▶ **WHAT IS NEEDED**
Going from the top of the listing below to the line that holds "Target: white sea foam", reproduce each line exactly; no pictures.

▶ **RECORD SET**
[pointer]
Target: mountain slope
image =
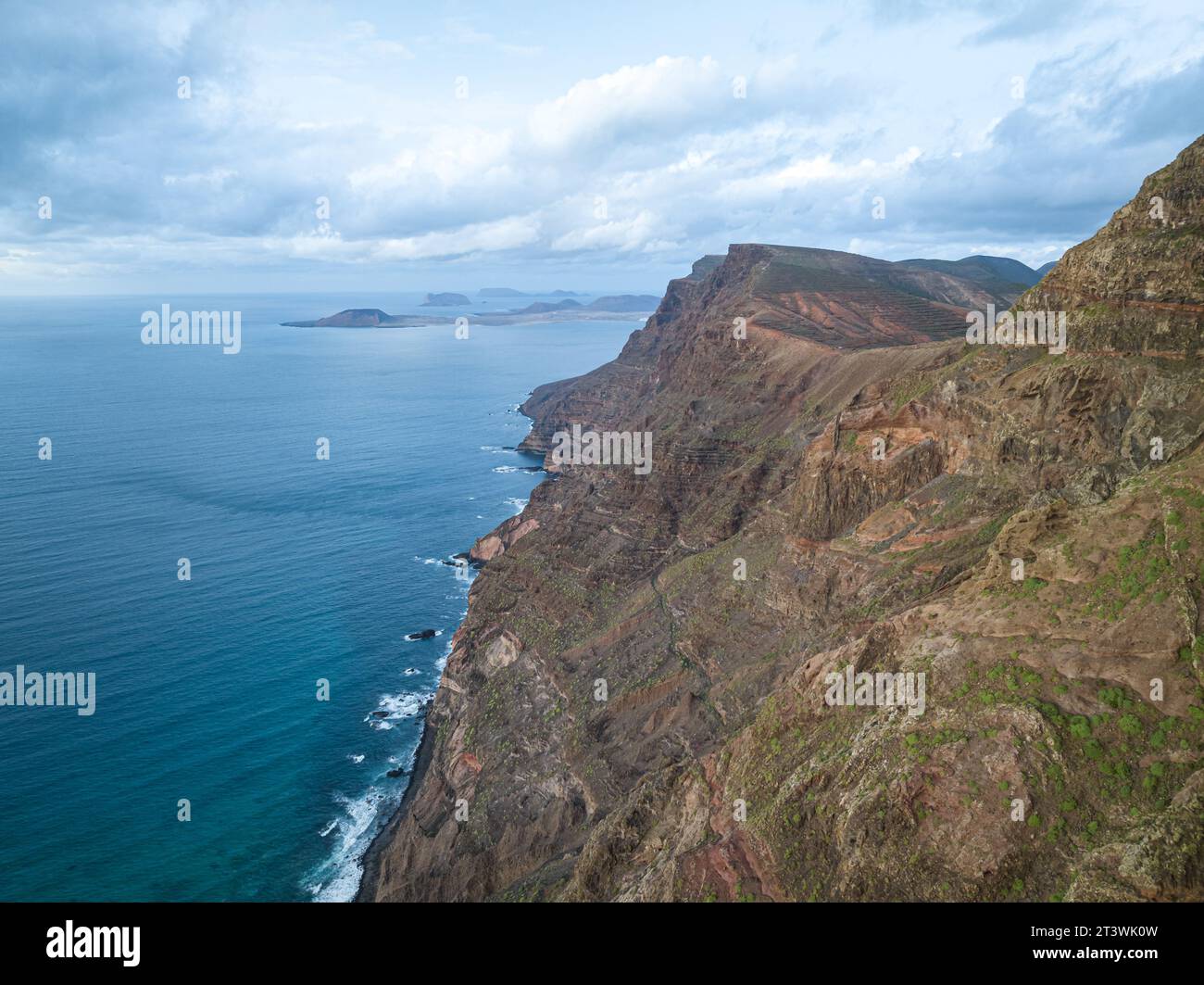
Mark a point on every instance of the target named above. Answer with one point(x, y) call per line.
point(877, 479)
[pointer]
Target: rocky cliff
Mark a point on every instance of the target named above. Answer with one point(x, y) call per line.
point(637, 704)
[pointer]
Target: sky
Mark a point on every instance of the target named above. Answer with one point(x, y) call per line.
point(401, 145)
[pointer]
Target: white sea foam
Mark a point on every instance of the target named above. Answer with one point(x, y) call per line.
point(337, 879)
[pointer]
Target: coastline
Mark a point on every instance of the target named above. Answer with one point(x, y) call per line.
point(371, 857)
point(370, 861)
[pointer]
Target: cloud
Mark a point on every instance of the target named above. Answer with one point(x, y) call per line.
point(613, 156)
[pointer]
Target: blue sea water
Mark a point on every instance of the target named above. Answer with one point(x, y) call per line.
point(206, 690)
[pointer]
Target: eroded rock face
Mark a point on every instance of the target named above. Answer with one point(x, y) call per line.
point(637, 706)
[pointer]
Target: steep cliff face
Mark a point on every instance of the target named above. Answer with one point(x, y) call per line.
point(634, 707)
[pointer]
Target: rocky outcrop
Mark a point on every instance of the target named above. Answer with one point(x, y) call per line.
point(639, 706)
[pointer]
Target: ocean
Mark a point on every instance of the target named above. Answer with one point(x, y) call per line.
point(301, 570)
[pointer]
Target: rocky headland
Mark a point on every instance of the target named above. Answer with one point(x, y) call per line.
point(637, 703)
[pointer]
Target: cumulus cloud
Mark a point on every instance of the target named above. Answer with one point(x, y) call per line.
point(607, 152)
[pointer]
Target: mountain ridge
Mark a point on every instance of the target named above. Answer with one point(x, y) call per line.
point(877, 479)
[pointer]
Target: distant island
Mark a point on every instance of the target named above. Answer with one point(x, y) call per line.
point(445, 300)
point(512, 293)
point(625, 308)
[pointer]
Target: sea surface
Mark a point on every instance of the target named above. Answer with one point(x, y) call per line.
point(302, 570)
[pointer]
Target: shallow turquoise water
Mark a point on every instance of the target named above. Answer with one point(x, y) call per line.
point(301, 570)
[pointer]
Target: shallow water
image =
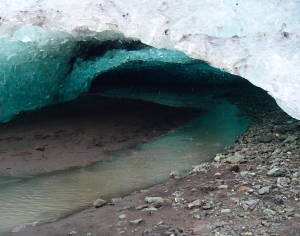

▶ **SOLUTION BELOW**
[pointer]
Target: mountain slope
image =
Mark a point on every instance of the target named above. Answer with one point(x, y) call per line.
point(877, 479)
[pointer]
Target: rocky cliff
Mark a point on every instance of the target named above. Answer with one point(x, y) call per line.
point(637, 704)
[pointer]
Target: sky
Mark a point on every instance of the target named above. Answer with one point(x, y) call per line.
point(401, 145)
[pointer]
Target: white sea foam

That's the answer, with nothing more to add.